» **Задание**
Извлеките дословно из статьи об исполнении Гульдом Шопена и Скрябина отрывок от слов «(УГК, Екатеринбург)» до слов «Шопена и Скрябина.» включительно.

» **Извлечённый текст**
┄┄┄┄┄┄┄┄┄┄┄┄┄┄┄┄┄┄┄┄

| Редакция | Авторы | Форум | Гостевая книга | Текущий номер |

 

 

Борис Бородин

(УГК, Екатеринбург)

 

 

Гульд играет Шопена и Скрябина

Художника, как писал Пушкин, «должно судить по законам, им самим над собою признанным» . Но по каким законам судить явления исполнительского искусства? Что же здесь выступает критерием оценки – степень постижения исполнителем авторского замысла или творческие установки самого интерпретатора? Именно эти вопросы вызывает гульдовское исполнение Шопена и Скрябина.

В современном театральном искусстве автором спектакля давно признаётся режиссёр. Крэг, Любимов, Тарковский, Бергман, Штайн,- каждый из них является автором своего «Гамлета». Значительно расширились авторские права режиссёров современных оперных спектаклей. Тем не менее, в инструментальном исполнительстве требование неукоснительно следовать «воле автора» остаётся господствующим. Даже деятельность Бузони, ещё в начале ХХ века последовательно отстаивающего право интерпретатора на самостоятельное творчество, не смогла поколебать упомянутый «категорический императив». «Это не Моцарт, не Бетховен, не Шопен»,- подобные вердикты отнюдь не редкость не только в любительской, но и в профессиональной среде. Исполнение Гульдом произведений Шопена и Скрябина вполне способно спровоцировать аналогичный отклик.

┄┄┄┄┄┄┄┄┄┄┄┄┄┄┄┄┄┄┄┄

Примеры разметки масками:
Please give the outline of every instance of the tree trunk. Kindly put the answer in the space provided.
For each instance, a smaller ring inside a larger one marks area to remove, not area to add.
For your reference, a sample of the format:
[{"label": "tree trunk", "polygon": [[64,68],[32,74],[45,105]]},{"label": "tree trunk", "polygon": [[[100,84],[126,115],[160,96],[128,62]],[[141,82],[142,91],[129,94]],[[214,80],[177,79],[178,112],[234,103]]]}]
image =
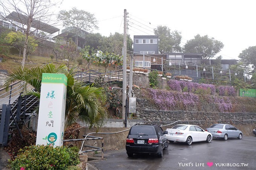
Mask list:
[{"label": "tree trunk", "polygon": [[27,52],[27,38],[26,39],[25,41],[24,44],[24,50],[23,51],[23,58],[22,59],[22,61],[21,62],[21,66],[23,68],[25,66],[25,61],[26,58],[26,53]]}]

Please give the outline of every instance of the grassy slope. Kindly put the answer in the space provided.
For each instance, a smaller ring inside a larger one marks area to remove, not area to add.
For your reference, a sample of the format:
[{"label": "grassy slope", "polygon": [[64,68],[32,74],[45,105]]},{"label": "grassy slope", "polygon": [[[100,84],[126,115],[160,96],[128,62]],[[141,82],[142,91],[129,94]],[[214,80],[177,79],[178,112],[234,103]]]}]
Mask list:
[{"label": "grassy slope", "polygon": [[[9,55],[6,57],[4,60],[0,63],[0,69],[6,70],[8,73],[11,73],[13,70],[17,69],[21,65],[21,62],[22,60],[22,56],[19,57],[17,55]],[[27,68],[32,68],[37,66],[41,66],[49,62],[54,63],[56,66],[58,66],[61,64],[65,64],[64,62],[59,60],[56,61],[55,60],[52,60],[50,57],[40,57],[37,56],[32,56],[29,57],[25,64],[25,66]],[[85,60],[83,61],[83,64],[78,65],[77,62],[71,62],[71,65],[76,65],[77,71],[82,71],[82,68],[85,68],[87,63]],[[94,65],[90,66],[90,69],[98,70],[101,72],[104,72],[105,69],[104,68],[98,67]],[[109,70],[114,70],[114,68],[113,66],[109,68]]]}]

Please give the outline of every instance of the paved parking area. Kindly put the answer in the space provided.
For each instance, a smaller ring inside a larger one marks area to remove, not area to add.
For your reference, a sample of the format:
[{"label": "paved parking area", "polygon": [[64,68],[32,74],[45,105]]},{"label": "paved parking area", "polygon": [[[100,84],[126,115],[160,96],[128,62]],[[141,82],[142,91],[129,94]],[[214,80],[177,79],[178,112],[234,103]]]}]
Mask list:
[{"label": "paved parking area", "polygon": [[[105,159],[90,161],[88,170],[255,170],[256,136],[224,141],[169,144],[163,158],[155,155],[127,156],[125,149],[106,151]],[[99,153],[101,155],[101,153]]]}]

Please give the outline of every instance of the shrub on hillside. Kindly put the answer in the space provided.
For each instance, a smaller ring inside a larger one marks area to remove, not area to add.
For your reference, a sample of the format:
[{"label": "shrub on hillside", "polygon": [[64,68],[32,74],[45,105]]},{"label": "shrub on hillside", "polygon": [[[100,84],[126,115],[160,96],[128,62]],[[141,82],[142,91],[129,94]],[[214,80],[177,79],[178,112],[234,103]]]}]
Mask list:
[{"label": "shrub on hillside", "polygon": [[[214,95],[216,91],[215,86],[212,84],[199,84],[174,80],[168,80],[167,84],[171,90],[178,92],[181,92],[182,90],[186,92],[198,95]],[[185,90],[183,90],[184,88]]]},{"label": "shrub on hillside", "polygon": [[219,96],[236,96],[235,88],[233,86],[221,86],[218,88]]},{"label": "shrub on hillside", "polygon": [[43,145],[26,146],[20,151],[14,161],[10,161],[12,169],[64,169],[79,163],[77,147]]}]

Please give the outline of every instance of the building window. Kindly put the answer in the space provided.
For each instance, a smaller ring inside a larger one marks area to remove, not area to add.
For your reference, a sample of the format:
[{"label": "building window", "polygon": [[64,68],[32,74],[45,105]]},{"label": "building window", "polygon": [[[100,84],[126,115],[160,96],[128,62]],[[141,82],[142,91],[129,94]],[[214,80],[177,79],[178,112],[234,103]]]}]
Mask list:
[{"label": "building window", "polygon": [[155,51],[140,51],[140,53],[142,54],[155,54]]},{"label": "building window", "polygon": [[135,44],[157,44],[157,39],[135,39]]},{"label": "building window", "polygon": [[151,63],[150,62],[144,62],[144,65],[143,66],[143,61],[135,61],[135,66],[136,67],[150,67]]}]

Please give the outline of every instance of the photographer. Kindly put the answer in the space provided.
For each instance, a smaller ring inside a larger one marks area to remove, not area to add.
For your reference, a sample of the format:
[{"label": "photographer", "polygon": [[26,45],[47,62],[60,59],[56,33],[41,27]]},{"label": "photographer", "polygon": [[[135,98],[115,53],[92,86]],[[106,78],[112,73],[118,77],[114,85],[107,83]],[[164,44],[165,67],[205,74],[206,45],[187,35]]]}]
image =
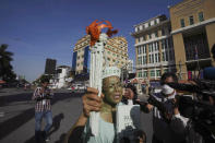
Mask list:
[{"label": "photographer", "polygon": [[[178,82],[176,74],[164,73],[160,79],[162,93],[151,95],[148,104],[141,106],[144,112],[153,110],[154,134],[152,143],[186,143],[188,119],[182,117],[177,108],[176,91],[166,85],[171,82]],[[163,106],[159,108],[160,104],[157,103],[162,103]]]}]

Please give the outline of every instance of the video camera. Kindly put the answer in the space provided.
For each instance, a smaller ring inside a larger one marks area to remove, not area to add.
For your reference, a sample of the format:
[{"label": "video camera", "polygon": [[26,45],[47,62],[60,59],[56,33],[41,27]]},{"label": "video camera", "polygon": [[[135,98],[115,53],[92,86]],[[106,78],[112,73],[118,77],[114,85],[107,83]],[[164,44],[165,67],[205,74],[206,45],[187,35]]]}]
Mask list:
[{"label": "video camera", "polygon": [[168,85],[196,95],[196,99],[190,96],[177,96],[179,111],[190,119],[194,130],[205,142],[215,142],[215,105],[208,102],[210,97],[215,100],[215,81],[195,80],[194,82],[195,84],[168,83]]}]

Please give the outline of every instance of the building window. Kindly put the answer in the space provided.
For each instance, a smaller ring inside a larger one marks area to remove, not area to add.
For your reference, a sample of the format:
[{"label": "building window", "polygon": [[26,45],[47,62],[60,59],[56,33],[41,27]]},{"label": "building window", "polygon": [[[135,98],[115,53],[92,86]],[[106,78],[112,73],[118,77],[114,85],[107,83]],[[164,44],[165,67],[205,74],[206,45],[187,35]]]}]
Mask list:
[{"label": "building window", "polygon": [[155,20],[155,24],[157,24],[157,21]]},{"label": "building window", "polygon": [[203,21],[204,21],[203,12],[200,12],[200,13],[199,13],[199,21],[200,21],[200,22],[203,22]]},{"label": "building window", "polygon": [[156,70],[156,76],[160,76],[160,70]]},{"label": "building window", "polygon": [[144,78],[147,78],[147,71],[144,71],[144,72],[143,72],[143,76],[144,76]]},{"label": "building window", "polygon": [[143,40],[145,40],[145,35],[143,36]]},{"label": "building window", "polygon": [[164,28],[162,29],[162,36],[165,36],[165,29]]},{"label": "building window", "polygon": [[148,38],[150,38],[150,39],[152,38],[152,35],[151,35],[151,34],[148,34]]},{"label": "building window", "polygon": [[169,70],[168,69],[164,69],[164,73],[168,72]]},{"label": "building window", "polygon": [[166,61],[168,61],[169,60],[169,58],[168,58],[168,52],[166,52]]},{"label": "building window", "polygon": [[190,17],[189,17],[189,21],[190,21],[190,25],[194,24],[193,16],[190,16]]},{"label": "building window", "polygon": [[158,60],[157,60],[157,53],[155,53],[155,62],[158,62]]},{"label": "building window", "polygon": [[155,32],[155,37],[158,37],[158,33],[157,32]]},{"label": "building window", "polygon": [[150,63],[152,62],[152,55],[150,55]]},{"label": "building window", "polygon": [[152,71],[150,72],[150,75],[151,75],[151,78],[154,78],[154,76],[155,76],[155,71],[152,70]]},{"label": "building window", "polygon": [[163,61],[166,61],[165,52],[162,52],[162,59],[163,59]]},{"label": "building window", "polygon": [[154,63],[154,55],[152,55],[152,63]]},{"label": "building window", "polygon": [[152,44],[148,44],[148,52],[152,51]]},{"label": "building window", "polygon": [[186,26],[186,23],[184,23],[184,19],[181,19],[181,27],[184,27]]}]

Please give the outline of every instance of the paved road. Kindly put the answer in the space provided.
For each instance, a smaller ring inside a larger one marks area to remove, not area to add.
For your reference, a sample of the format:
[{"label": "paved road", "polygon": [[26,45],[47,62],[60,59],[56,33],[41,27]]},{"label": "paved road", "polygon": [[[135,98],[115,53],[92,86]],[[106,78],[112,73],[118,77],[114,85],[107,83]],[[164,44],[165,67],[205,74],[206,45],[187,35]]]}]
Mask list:
[{"label": "paved road", "polygon": [[[0,142],[34,143],[34,102],[33,91],[0,91]],[[50,131],[50,143],[61,143],[65,133],[82,111],[82,94],[70,91],[57,91],[52,100],[53,127]],[[152,138],[152,115],[141,115],[142,129],[147,141]],[[45,124],[45,122],[43,122]]]}]

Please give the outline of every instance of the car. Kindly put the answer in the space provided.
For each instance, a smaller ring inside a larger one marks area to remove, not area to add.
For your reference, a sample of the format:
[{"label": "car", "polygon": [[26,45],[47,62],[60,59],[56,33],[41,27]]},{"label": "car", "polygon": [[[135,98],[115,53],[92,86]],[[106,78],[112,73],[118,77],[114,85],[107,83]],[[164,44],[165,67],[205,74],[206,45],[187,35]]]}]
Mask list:
[{"label": "car", "polygon": [[86,86],[84,84],[73,84],[72,86],[70,86],[68,90],[71,90],[72,93],[75,92],[83,92],[86,90]]}]

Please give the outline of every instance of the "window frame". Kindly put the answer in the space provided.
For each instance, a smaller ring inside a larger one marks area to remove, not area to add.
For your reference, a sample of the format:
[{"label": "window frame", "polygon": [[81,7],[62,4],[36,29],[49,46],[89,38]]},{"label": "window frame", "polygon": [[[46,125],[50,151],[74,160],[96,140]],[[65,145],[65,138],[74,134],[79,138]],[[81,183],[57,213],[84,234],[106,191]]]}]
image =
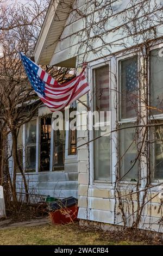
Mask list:
[{"label": "window frame", "polygon": [[[116,56],[116,70],[117,70],[117,90],[118,92],[117,92],[117,108],[118,109],[120,109],[121,108],[121,68],[119,68],[119,63],[121,60],[124,60],[125,59],[128,59],[130,58],[132,58],[134,56],[137,56],[137,73],[139,73],[140,70],[140,62],[139,62],[139,58],[141,57],[141,54],[140,52],[128,52],[125,54],[125,55],[122,55],[122,53],[121,53],[120,54]],[[139,93],[140,93],[140,84],[139,83],[139,80],[138,80],[138,84],[137,84],[137,88],[138,88],[138,97],[139,97]],[[139,112],[140,111],[140,100],[138,99],[138,102],[137,102],[137,109],[139,109]],[[121,124],[129,124],[129,123],[136,123],[137,121],[137,117],[134,117],[134,118],[121,118],[121,120],[120,119],[120,111],[117,111],[117,127],[118,127],[118,126]],[[117,132],[117,159],[119,158],[119,135],[118,135],[118,131]],[[140,167],[139,167],[140,168]],[[120,166],[118,164],[117,166],[117,169],[118,169],[118,172],[120,175]],[[139,172],[140,173],[140,169],[139,170]],[[127,180],[120,180],[118,182],[120,184],[126,184],[127,185],[130,184],[132,184],[134,186],[136,184],[137,181],[127,181]]]},{"label": "window frame", "polygon": [[[90,101],[90,110],[92,112],[93,112],[95,109],[94,109],[94,104],[95,104],[95,100],[96,99],[96,95],[93,94],[93,97],[92,97],[92,93],[91,92],[94,92],[95,87],[95,77],[93,75],[94,70],[96,69],[102,68],[105,65],[108,65],[109,66],[109,85],[110,86],[110,88],[111,88],[111,75],[110,75],[110,59],[100,59],[98,60],[95,60],[92,62],[89,63],[90,66],[90,68],[88,70],[88,82],[89,84],[90,84],[90,90],[89,93],[89,98],[91,99]],[[110,111],[111,109],[111,93],[110,95]],[[109,124],[110,126],[111,129],[111,117],[110,117],[110,121]],[[89,139],[90,141],[93,139],[94,135],[93,135],[94,130],[92,129],[92,130],[90,130],[89,132]],[[111,136],[111,135],[110,135]],[[89,143],[89,154],[90,154],[90,185],[93,187],[94,186],[101,186],[101,187],[108,187],[108,186],[110,186],[112,185],[112,154],[111,154],[111,148],[112,148],[112,139],[111,137],[110,137],[110,179],[108,180],[95,180],[95,161],[94,161],[94,143],[93,141],[92,141]]]},{"label": "window frame", "polygon": [[[158,43],[158,42],[156,42],[154,45],[153,45],[152,46],[151,46],[150,48],[149,48],[149,52],[151,52],[151,51],[152,51],[153,50],[161,50],[161,48],[160,48],[159,47],[160,46],[160,43]],[[162,57],[163,58],[163,57]],[[151,56],[149,56],[149,59],[148,59],[148,81],[149,81],[149,94],[148,94],[148,105],[150,106],[150,94],[151,94],[151,84],[150,84],[150,82],[151,82],[151,77],[150,77],[150,72],[151,72]],[[148,115],[148,121],[151,121],[152,120],[154,120],[154,121],[156,121],[157,120],[162,120],[162,123],[163,123],[163,113],[162,114],[154,114],[154,115]],[[151,138],[151,135],[150,135],[150,131],[149,131],[149,129],[148,130],[148,139],[150,139]],[[149,155],[148,155],[148,157],[150,157],[150,154],[151,154],[151,150],[150,150],[150,148],[149,148],[149,145],[148,145],[148,153],[149,153]],[[149,174],[151,174],[151,172],[152,172],[152,170],[151,169],[151,164],[149,163],[149,166],[148,167],[149,168]],[[162,182],[162,181],[163,181],[163,176],[162,176],[162,179],[153,179],[152,176],[151,176],[150,177],[150,184],[152,185],[157,185],[158,183],[161,183]],[[158,190],[155,190],[155,189],[154,189],[154,191],[157,191]]]}]

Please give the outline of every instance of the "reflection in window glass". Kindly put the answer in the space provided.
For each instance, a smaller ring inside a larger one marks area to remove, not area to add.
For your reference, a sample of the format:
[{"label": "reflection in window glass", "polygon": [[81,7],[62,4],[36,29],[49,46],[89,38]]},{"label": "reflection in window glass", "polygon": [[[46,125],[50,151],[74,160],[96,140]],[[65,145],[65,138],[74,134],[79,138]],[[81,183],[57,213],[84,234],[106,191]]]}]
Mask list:
[{"label": "reflection in window glass", "polygon": [[64,169],[65,131],[54,131],[54,170]]},{"label": "reflection in window glass", "polygon": [[[159,57],[160,49],[151,52],[151,105],[158,109],[163,109],[163,58]],[[160,114],[156,109],[152,109],[154,114]]]},{"label": "reflection in window glass", "polygon": [[[77,109],[70,109],[69,111],[69,115],[72,111],[76,111]],[[76,112],[75,112],[76,113]],[[77,116],[71,118],[69,116],[69,131],[68,131],[68,155],[76,155],[77,154],[77,129],[75,127],[77,126]],[[73,124],[75,127],[71,127],[71,121],[73,120]]]},{"label": "reflection in window glass", "polygon": [[109,111],[109,65],[95,69],[96,86],[95,109]]},{"label": "reflection in window glass", "polygon": [[137,57],[120,62],[120,120],[136,116],[137,111]]},{"label": "reflection in window glass", "polygon": [[[22,169],[23,169],[23,126],[22,125],[18,131],[17,135],[17,151],[18,155],[18,159],[20,166]],[[18,167],[17,168],[17,172],[20,172],[20,168]]]},{"label": "reflection in window glass", "polygon": [[[97,138],[107,132],[95,131]],[[95,180],[110,180],[110,137],[108,135],[96,139],[94,143]]]},{"label": "reflection in window glass", "polygon": [[33,120],[27,124],[27,144],[36,142],[36,120]]},{"label": "reflection in window glass", "polygon": [[130,128],[133,124],[124,124],[120,128],[119,134],[119,169],[120,178],[131,170],[122,179],[122,180],[137,181],[138,179],[138,160],[135,165],[135,160],[137,155],[137,132],[135,128]]},{"label": "reflection in window glass", "polygon": [[[106,118],[106,111],[110,110],[109,65],[95,69],[93,71],[95,89],[94,110],[104,111]],[[108,125],[104,131],[104,127],[102,127],[102,124],[100,124],[101,130],[97,130],[94,127],[94,138],[102,136],[110,131],[110,127]],[[110,180],[110,137],[108,134],[94,141],[93,152],[95,180],[105,181]]]},{"label": "reflection in window glass", "polygon": [[36,168],[36,120],[27,124],[26,169],[34,171]]},{"label": "reflection in window glass", "polygon": [[51,117],[41,119],[40,171],[49,170]]},{"label": "reflection in window glass", "polygon": [[[162,120],[156,120],[162,123]],[[151,129],[150,159],[153,180],[163,179],[163,126]]]}]

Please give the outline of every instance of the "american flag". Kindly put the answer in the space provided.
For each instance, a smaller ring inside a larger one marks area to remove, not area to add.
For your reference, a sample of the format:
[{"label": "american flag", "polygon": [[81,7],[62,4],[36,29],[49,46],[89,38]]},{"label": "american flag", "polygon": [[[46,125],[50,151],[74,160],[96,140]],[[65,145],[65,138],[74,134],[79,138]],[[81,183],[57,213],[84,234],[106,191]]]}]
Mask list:
[{"label": "american flag", "polygon": [[64,109],[90,90],[84,68],[74,78],[60,84],[22,52],[20,56],[32,87],[52,112]]}]

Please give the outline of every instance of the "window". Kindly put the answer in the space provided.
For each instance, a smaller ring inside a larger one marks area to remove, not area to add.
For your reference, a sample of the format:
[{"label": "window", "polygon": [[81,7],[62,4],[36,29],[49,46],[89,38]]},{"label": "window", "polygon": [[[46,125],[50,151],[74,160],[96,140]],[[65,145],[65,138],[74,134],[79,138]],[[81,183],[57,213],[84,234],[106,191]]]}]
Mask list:
[{"label": "window", "polygon": [[[150,59],[149,157],[152,181],[163,179],[163,58],[159,51],[151,51]],[[153,115],[154,115],[154,116]],[[156,126],[154,126],[154,125]]]},{"label": "window", "polygon": [[36,169],[36,120],[28,122],[26,129],[26,170],[32,172]]},{"label": "window", "polygon": [[135,160],[138,152],[138,129],[131,127],[134,126],[136,123],[119,125],[119,128],[122,128],[118,132],[120,177],[124,176],[122,180],[129,181],[137,181],[138,161]]},{"label": "window", "polygon": [[138,179],[137,57],[119,62],[118,167],[122,180]]},{"label": "window", "polygon": [[152,114],[159,114],[163,109],[163,58],[159,57],[159,50],[151,52],[151,92],[150,105]]},{"label": "window", "polygon": [[[23,169],[23,126],[22,125],[18,131],[17,135],[17,151],[18,155],[18,159],[20,166]],[[20,172],[20,168],[18,166],[17,168],[17,171]]]},{"label": "window", "polygon": [[121,60],[119,66],[120,119],[136,116],[137,111],[137,57]]},{"label": "window", "polygon": [[[156,120],[157,125],[162,124],[162,120]],[[151,176],[153,181],[163,178],[163,126],[151,127],[150,160]]]},{"label": "window", "polygon": [[[106,111],[110,110],[109,65],[94,69],[93,76],[95,88],[93,110],[99,112],[105,111],[105,114]],[[97,130],[96,126],[93,126],[94,138],[102,136],[93,142],[94,176],[95,180],[97,181],[110,180],[110,137],[109,135],[104,136],[110,130],[110,124],[107,125],[105,131],[102,127],[101,130]]]},{"label": "window", "polygon": [[54,162],[53,170],[64,170],[65,166],[65,117],[63,114],[62,130],[57,130],[54,131]]},{"label": "window", "polygon": [[51,157],[51,117],[41,118],[40,169],[49,170]]},{"label": "window", "polygon": [[65,131],[54,131],[54,170],[63,170],[65,164]]},{"label": "window", "polygon": [[51,156],[51,117],[41,118],[40,168],[40,170],[49,170]]}]

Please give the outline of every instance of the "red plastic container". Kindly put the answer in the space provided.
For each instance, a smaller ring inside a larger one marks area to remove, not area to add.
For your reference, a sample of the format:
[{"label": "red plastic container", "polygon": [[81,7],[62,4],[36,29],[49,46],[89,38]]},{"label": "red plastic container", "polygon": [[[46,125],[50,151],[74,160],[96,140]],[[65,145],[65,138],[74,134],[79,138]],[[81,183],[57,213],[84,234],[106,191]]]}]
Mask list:
[{"label": "red plastic container", "polygon": [[49,213],[53,224],[66,224],[78,221],[78,208],[77,205],[62,208]]}]

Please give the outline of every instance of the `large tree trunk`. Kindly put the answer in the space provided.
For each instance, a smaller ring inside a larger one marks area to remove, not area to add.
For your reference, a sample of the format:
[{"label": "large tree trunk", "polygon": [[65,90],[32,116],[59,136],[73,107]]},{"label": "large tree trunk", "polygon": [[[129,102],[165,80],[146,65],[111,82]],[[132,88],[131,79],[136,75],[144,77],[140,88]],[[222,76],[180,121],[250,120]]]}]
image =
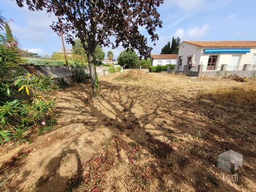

┄┄┄┄┄┄┄┄┄┄┄┄┄┄┄┄┄┄┄┄

» **Ответ**
(УГК, Екатеринбург)

 

 

Гульд играет Шопена и Скрябина

Художника, как писал Пушкин, «должно судить по законам, им самим над собою признанным» . Но по каким законам судить явления исполнительского искусства? Что же здесь выступает критерием оценки – степень постижения исполнителем авторского замысла или творческие установки самого интерпретатора? Именно эти вопросы вызывает гульдовское исполнение Шопена и Скрябина.